PROBLEM TO WORK ON:
Please copy every line of the listing below, including the "Query:" and "Changelog:" lines, and add 150 to each pixel coordinate in the answer points. Leave the pictures out.

>> Begin EXERCISE INPUTS

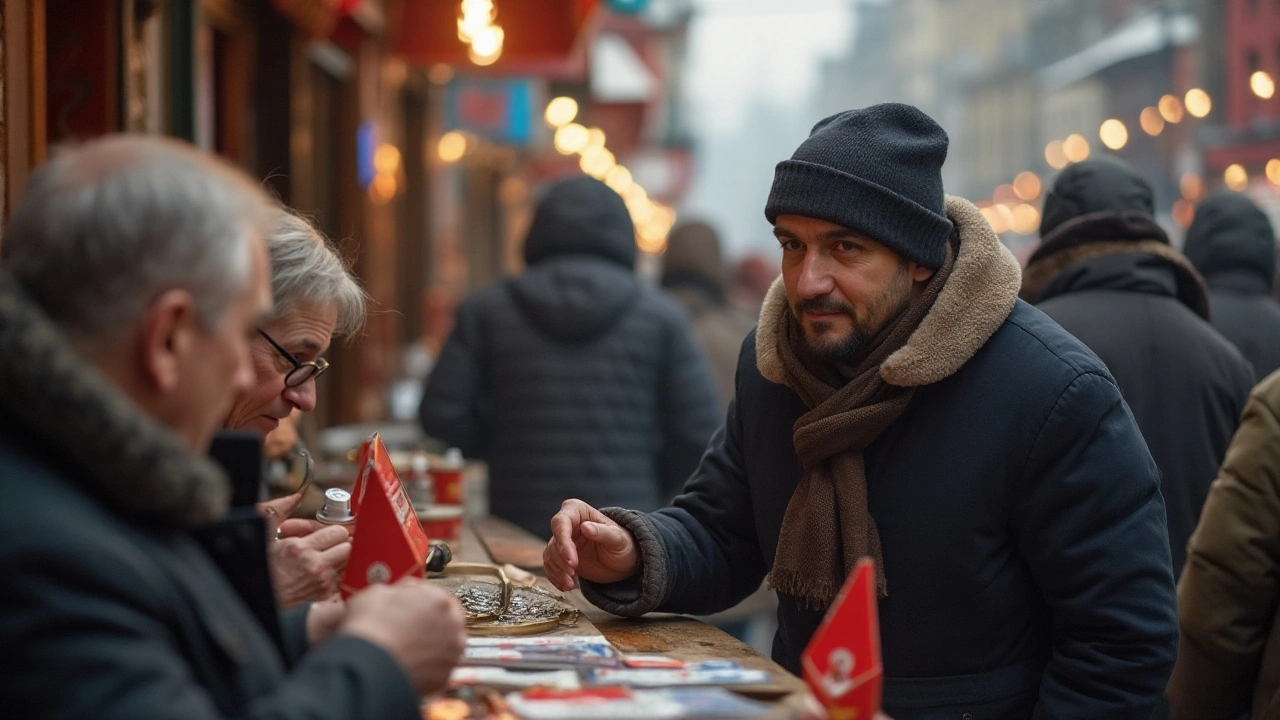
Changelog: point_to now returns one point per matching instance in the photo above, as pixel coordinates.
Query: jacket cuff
(648, 589)
(385, 686)
(293, 632)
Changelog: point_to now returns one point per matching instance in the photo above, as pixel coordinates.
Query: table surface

>> End EXERCISE INPUTS

SOLUTION:
Changelog: point_to now returns one point per matching instance in the photo above, as pixel coordinates.
Query: jacket cuff
(798, 739)
(535, 836)
(443, 782)
Changelog: point_to now returns one point per matching instance in the photo above, as pixel coordinates.
Query: table surface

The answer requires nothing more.